===== DATA FOR PROCESSING

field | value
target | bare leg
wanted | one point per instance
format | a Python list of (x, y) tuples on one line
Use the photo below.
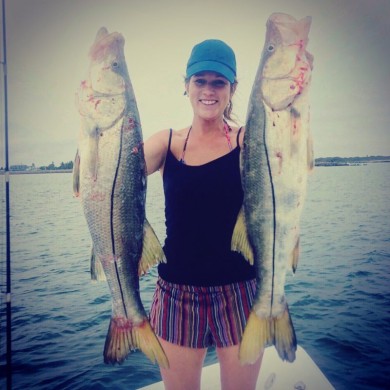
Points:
[(185, 366), (234, 375)]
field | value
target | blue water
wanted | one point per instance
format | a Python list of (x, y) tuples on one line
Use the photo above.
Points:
[(339, 298)]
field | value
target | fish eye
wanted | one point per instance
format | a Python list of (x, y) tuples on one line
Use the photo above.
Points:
[(271, 48)]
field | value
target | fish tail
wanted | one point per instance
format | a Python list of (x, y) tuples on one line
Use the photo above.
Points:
[(257, 335), (262, 332), (123, 338), (97, 270), (285, 340)]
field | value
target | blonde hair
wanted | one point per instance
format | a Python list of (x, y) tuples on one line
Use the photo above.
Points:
[(228, 112)]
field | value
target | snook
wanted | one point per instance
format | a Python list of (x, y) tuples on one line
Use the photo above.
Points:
[(110, 177), (276, 158)]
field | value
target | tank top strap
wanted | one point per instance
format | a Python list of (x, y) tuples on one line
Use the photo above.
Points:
[(170, 139), (238, 136)]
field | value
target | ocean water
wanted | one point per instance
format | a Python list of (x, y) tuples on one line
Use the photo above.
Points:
[(339, 297)]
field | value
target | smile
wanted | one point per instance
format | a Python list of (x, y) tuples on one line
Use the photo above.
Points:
[(208, 102)]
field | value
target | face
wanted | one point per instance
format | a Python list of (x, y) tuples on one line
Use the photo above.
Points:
[(209, 94)]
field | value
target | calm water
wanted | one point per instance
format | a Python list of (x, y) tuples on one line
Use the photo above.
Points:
[(339, 297)]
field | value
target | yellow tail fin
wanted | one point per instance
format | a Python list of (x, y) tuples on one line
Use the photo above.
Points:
[(122, 338), (257, 335), (262, 332)]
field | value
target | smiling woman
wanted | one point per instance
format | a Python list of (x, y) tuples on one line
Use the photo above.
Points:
[(204, 290)]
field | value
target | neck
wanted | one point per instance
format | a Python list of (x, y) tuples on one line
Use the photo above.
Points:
[(204, 127)]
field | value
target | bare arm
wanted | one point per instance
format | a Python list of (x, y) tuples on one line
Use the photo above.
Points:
[(155, 149)]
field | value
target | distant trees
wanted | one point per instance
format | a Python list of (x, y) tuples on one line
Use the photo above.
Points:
[(51, 167)]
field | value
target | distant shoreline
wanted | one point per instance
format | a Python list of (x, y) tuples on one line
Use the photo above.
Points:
[(319, 162), (38, 172)]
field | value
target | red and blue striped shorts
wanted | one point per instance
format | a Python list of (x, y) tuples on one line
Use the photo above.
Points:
[(199, 317)]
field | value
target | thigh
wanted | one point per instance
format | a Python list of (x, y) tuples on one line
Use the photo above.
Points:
[(234, 375), (185, 366)]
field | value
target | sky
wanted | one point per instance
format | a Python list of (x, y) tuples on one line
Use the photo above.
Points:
[(48, 42)]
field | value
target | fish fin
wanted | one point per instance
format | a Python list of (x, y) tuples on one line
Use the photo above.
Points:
[(310, 154), (285, 340), (94, 154), (122, 338), (152, 252), (295, 257), (257, 335), (76, 175), (240, 241), (97, 270)]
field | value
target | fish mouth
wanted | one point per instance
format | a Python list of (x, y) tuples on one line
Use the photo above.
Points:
[(208, 102)]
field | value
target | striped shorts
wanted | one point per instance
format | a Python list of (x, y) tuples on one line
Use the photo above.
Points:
[(199, 317)]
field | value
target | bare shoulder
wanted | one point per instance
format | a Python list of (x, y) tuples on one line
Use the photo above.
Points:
[(155, 149), (240, 131)]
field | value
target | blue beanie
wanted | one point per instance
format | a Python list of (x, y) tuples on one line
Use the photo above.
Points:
[(212, 55)]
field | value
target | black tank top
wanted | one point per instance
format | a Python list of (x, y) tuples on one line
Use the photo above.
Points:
[(201, 207)]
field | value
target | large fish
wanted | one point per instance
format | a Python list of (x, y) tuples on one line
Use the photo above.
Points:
[(276, 158), (110, 177)]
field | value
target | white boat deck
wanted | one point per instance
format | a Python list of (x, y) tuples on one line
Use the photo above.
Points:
[(275, 374)]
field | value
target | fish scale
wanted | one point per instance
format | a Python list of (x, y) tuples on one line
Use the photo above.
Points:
[(110, 178), (275, 160)]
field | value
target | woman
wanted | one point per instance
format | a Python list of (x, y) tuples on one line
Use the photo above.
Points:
[(204, 291)]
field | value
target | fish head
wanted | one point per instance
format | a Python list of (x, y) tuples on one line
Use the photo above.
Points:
[(286, 64), (108, 70)]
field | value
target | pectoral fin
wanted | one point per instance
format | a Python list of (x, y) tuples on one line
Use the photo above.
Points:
[(97, 270), (295, 257), (76, 175), (240, 241), (152, 252), (310, 154)]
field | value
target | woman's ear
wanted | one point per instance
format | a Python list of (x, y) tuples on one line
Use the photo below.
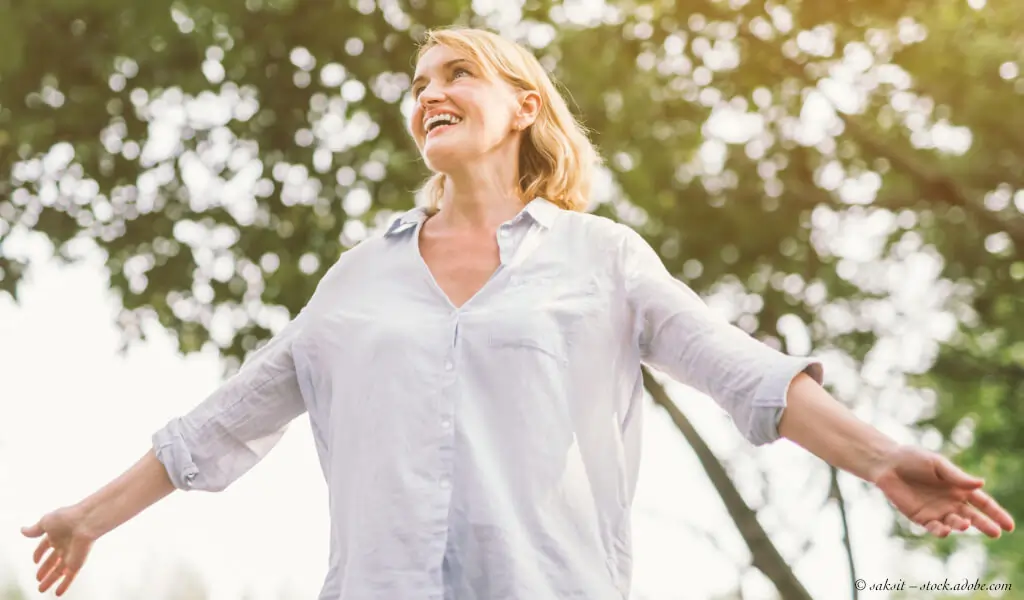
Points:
[(529, 108)]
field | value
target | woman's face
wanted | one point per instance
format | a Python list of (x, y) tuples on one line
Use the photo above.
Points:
[(460, 114)]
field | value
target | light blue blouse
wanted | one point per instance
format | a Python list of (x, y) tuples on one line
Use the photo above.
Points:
[(487, 452)]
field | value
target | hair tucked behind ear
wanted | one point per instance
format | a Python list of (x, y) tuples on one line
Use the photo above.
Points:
[(556, 159)]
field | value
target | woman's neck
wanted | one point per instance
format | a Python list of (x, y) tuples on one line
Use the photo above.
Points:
[(477, 202)]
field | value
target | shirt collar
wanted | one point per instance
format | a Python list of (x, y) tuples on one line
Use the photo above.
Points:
[(540, 209)]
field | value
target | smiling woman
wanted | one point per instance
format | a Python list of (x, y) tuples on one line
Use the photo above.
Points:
[(502, 462), (497, 88)]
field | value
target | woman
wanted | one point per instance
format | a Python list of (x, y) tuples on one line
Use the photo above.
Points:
[(473, 381)]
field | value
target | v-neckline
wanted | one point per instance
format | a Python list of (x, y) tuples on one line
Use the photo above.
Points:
[(429, 275)]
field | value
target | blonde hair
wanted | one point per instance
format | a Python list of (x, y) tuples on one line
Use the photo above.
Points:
[(556, 159)]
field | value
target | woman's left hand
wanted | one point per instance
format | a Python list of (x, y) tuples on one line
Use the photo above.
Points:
[(934, 493)]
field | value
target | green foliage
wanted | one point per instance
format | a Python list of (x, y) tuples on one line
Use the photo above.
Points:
[(223, 154)]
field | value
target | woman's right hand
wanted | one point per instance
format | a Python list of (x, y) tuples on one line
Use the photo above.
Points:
[(66, 536)]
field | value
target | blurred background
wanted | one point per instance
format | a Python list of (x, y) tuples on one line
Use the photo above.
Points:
[(838, 177)]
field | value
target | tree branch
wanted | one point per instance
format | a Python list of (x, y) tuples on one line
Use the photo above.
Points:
[(766, 557), (929, 181), (836, 493)]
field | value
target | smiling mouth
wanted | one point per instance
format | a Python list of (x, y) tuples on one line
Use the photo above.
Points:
[(440, 127), (441, 122)]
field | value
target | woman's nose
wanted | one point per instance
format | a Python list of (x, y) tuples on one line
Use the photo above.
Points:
[(431, 94)]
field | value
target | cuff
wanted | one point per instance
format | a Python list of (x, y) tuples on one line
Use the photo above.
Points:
[(769, 401), (173, 453)]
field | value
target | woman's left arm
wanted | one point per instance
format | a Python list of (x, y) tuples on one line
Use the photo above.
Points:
[(820, 424), (770, 394)]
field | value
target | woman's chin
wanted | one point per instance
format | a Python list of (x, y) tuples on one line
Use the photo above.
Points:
[(444, 158)]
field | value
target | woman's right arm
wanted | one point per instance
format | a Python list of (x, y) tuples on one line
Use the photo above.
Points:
[(70, 531)]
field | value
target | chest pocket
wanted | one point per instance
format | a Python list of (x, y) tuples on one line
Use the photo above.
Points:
[(527, 330), (547, 313)]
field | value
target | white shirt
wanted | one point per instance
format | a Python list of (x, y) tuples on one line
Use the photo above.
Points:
[(488, 452)]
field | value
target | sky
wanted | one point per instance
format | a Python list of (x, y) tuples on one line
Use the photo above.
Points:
[(74, 414)]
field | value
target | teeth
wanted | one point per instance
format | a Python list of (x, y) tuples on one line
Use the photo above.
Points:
[(441, 118)]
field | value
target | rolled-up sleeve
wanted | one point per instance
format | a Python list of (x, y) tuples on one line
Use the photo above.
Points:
[(679, 335), (233, 428)]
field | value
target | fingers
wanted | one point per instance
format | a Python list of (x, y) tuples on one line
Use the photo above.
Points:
[(48, 565), (33, 530), (69, 577), (980, 521), (991, 509), (938, 528), (40, 550), (955, 521), (51, 574)]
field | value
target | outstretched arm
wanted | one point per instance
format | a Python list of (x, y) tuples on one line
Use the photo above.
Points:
[(70, 531), (926, 486)]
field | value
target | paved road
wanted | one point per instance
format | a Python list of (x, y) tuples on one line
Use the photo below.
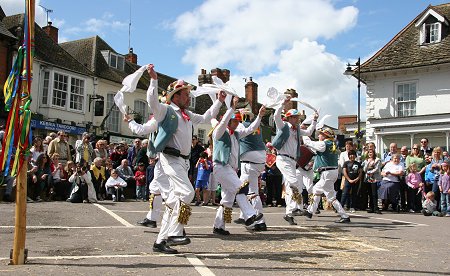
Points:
[(103, 239)]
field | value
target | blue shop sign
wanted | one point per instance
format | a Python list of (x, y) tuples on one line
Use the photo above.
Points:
[(57, 127)]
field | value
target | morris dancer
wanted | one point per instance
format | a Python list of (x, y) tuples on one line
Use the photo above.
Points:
[(174, 144), (326, 163), (253, 158), (287, 142), (226, 158), (159, 187)]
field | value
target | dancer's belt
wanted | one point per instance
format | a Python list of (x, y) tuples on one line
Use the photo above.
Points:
[(174, 152), (250, 162), (287, 155), (322, 169)]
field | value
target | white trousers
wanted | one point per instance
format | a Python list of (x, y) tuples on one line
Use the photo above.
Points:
[(176, 168), (251, 172), (230, 184), (325, 186), (287, 167), (160, 188)]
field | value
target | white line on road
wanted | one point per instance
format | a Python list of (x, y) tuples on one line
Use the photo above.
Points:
[(199, 265), (118, 218), (116, 256), (393, 220)]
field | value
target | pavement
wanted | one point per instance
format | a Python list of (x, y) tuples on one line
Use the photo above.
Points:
[(104, 239)]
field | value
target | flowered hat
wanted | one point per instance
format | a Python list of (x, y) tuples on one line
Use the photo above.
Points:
[(328, 132), (292, 112), (237, 116), (176, 86)]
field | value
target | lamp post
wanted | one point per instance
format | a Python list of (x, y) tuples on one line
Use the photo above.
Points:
[(351, 72)]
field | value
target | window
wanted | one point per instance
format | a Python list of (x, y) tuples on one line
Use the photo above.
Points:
[(76, 94), (59, 93), (112, 123), (201, 135), (141, 108), (406, 99), (45, 87), (60, 84), (192, 103)]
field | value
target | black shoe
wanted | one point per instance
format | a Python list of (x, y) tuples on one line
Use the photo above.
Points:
[(163, 248), (343, 220), (308, 214), (178, 240), (148, 223), (252, 219), (220, 231), (260, 227), (290, 220)]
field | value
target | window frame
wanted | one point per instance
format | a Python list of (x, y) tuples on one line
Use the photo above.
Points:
[(111, 115), (405, 112)]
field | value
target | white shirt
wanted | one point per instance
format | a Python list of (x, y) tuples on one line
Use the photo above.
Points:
[(290, 147), (393, 168), (182, 139), (242, 132)]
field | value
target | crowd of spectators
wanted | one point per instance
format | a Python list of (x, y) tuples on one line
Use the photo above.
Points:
[(93, 170)]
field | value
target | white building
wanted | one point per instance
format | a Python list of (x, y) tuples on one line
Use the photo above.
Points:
[(408, 84)]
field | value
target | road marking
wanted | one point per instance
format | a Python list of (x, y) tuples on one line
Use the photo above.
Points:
[(393, 220), (114, 215), (150, 255), (72, 227), (372, 247), (199, 265)]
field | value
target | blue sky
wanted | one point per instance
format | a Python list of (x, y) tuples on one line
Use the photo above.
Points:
[(300, 44)]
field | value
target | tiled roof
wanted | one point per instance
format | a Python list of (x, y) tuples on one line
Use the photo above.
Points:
[(88, 51), (404, 51), (45, 49)]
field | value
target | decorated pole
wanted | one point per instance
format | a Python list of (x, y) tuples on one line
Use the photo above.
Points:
[(17, 139)]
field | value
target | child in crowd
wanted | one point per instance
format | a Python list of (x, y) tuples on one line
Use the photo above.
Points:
[(352, 171), (98, 173), (203, 171), (415, 186), (140, 177), (114, 186), (444, 188), (429, 205)]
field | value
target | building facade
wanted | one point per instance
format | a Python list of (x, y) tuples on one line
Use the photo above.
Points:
[(408, 84)]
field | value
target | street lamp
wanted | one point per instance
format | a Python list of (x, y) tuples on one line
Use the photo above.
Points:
[(351, 72)]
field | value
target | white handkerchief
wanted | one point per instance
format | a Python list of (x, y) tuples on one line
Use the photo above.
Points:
[(129, 85)]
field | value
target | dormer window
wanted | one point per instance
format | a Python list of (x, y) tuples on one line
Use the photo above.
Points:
[(431, 27), (114, 60)]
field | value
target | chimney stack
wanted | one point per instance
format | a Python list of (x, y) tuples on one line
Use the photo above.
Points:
[(291, 105), (251, 95), (131, 57), (51, 31)]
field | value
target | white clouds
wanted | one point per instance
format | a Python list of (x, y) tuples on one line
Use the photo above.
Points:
[(275, 42), (252, 33)]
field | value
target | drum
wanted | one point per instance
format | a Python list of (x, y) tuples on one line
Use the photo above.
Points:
[(270, 159), (306, 155)]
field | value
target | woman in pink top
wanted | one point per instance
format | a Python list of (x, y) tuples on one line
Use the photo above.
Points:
[(415, 187)]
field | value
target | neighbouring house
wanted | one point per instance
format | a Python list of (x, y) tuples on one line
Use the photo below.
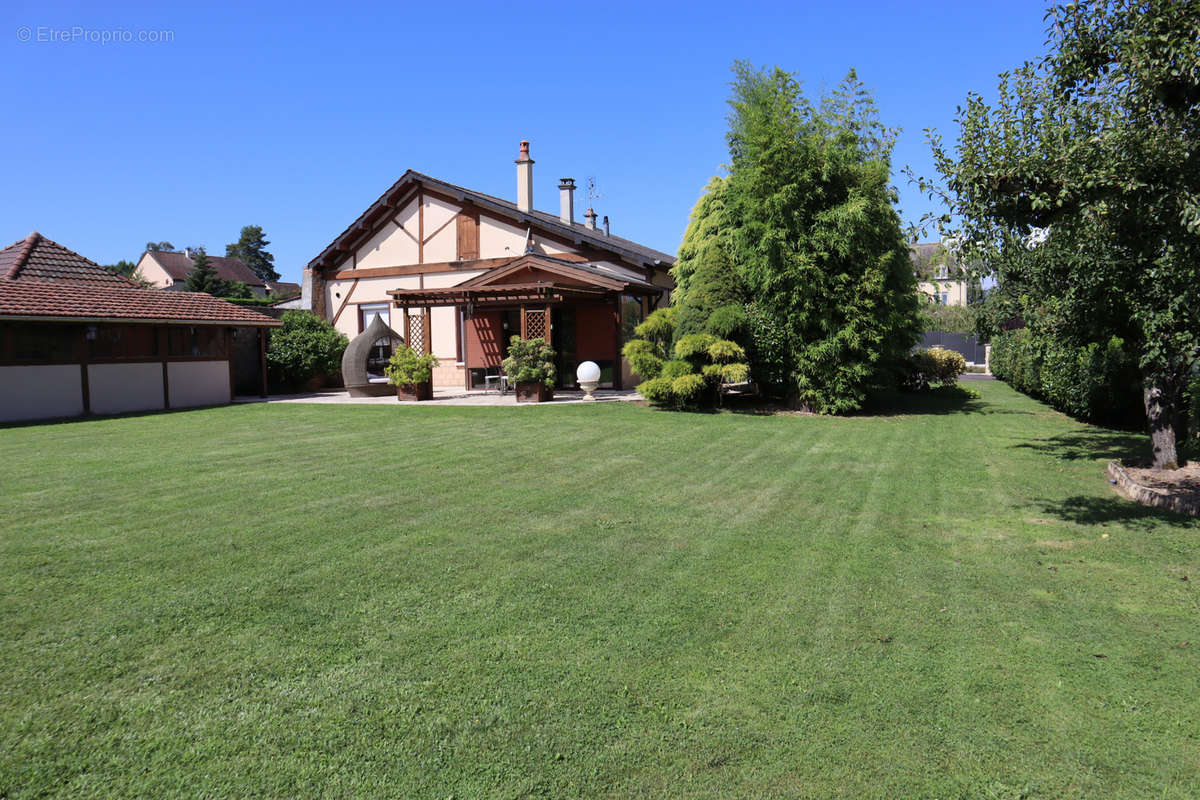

==========

Copy the records from the very start through the line that contains "[(185, 366), (234, 375)]", requests included, and shift the answer coordinates by adding 31 to every number. Leave the pictures out.

THE REPLY
field | value
target | bare leg
wanted | one point per instance
format | a Python list of (x, y) tuples on one line
Use the photo below.
Points:
[(216, 397), (265, 406)]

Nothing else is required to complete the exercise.